* [Exercise brief]:
What is the count of lines in the records that include "vent"? Reply with that number alone.

* [Data for processing]:
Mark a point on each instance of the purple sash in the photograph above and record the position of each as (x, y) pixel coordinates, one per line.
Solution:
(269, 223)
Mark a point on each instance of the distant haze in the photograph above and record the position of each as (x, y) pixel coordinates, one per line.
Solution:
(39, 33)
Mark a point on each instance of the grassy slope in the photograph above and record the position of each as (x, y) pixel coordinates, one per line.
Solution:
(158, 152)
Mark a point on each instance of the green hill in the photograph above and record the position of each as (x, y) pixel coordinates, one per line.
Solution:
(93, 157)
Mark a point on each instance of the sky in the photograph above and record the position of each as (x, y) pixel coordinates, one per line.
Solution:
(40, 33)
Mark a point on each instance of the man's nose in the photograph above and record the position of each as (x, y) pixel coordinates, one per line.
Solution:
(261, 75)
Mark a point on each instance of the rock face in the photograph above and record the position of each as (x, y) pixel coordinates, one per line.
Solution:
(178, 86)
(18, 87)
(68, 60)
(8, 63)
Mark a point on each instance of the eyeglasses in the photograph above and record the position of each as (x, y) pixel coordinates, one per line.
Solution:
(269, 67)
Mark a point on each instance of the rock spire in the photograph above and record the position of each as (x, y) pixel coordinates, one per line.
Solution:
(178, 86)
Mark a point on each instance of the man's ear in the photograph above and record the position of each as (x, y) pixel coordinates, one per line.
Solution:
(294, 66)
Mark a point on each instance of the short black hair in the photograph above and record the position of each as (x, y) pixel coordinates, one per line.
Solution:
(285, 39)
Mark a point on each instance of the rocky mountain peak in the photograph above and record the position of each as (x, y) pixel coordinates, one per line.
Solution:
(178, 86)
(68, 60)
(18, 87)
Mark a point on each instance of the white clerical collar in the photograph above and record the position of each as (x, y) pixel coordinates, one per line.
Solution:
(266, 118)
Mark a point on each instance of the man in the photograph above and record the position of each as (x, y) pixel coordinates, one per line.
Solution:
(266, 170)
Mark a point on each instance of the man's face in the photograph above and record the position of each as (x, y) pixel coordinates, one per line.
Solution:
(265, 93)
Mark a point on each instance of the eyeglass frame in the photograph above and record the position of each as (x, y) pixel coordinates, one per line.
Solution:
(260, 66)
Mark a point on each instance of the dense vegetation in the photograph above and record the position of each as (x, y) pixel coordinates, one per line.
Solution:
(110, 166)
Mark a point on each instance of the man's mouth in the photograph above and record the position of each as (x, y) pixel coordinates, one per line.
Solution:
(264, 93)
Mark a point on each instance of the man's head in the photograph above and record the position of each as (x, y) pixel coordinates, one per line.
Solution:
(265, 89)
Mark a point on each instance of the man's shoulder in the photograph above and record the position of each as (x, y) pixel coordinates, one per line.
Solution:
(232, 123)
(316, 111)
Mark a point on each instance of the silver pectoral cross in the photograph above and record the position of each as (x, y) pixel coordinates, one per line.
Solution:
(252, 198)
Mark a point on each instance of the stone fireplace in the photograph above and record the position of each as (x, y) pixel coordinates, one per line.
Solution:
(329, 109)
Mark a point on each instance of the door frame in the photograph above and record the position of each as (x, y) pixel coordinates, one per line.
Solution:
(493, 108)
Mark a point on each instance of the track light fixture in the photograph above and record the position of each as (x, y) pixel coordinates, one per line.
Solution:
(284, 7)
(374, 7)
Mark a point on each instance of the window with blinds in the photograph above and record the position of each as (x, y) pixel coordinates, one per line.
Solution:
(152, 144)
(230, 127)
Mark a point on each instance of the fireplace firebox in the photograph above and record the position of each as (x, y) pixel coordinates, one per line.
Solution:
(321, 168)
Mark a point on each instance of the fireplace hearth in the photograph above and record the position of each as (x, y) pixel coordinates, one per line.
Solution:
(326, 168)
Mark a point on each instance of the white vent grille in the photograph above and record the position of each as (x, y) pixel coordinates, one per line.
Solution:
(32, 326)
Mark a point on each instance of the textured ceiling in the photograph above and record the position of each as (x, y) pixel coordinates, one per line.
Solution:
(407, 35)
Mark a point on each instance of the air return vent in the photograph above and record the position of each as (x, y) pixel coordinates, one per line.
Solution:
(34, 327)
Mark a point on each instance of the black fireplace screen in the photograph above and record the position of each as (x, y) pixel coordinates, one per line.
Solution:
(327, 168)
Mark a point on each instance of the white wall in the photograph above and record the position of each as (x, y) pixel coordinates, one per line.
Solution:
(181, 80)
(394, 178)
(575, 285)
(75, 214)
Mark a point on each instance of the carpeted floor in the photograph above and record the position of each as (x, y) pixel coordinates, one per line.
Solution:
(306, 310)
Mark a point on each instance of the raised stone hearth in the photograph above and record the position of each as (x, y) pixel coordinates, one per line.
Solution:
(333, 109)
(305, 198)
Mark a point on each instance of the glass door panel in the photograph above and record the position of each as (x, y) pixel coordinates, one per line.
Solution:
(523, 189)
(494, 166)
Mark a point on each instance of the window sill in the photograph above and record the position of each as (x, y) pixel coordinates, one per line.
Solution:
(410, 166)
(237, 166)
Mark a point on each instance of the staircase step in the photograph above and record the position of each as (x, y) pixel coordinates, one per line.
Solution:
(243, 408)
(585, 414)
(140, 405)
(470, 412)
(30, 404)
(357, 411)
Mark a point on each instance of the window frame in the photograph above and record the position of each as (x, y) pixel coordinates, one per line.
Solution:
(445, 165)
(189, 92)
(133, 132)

* [Written response]:
2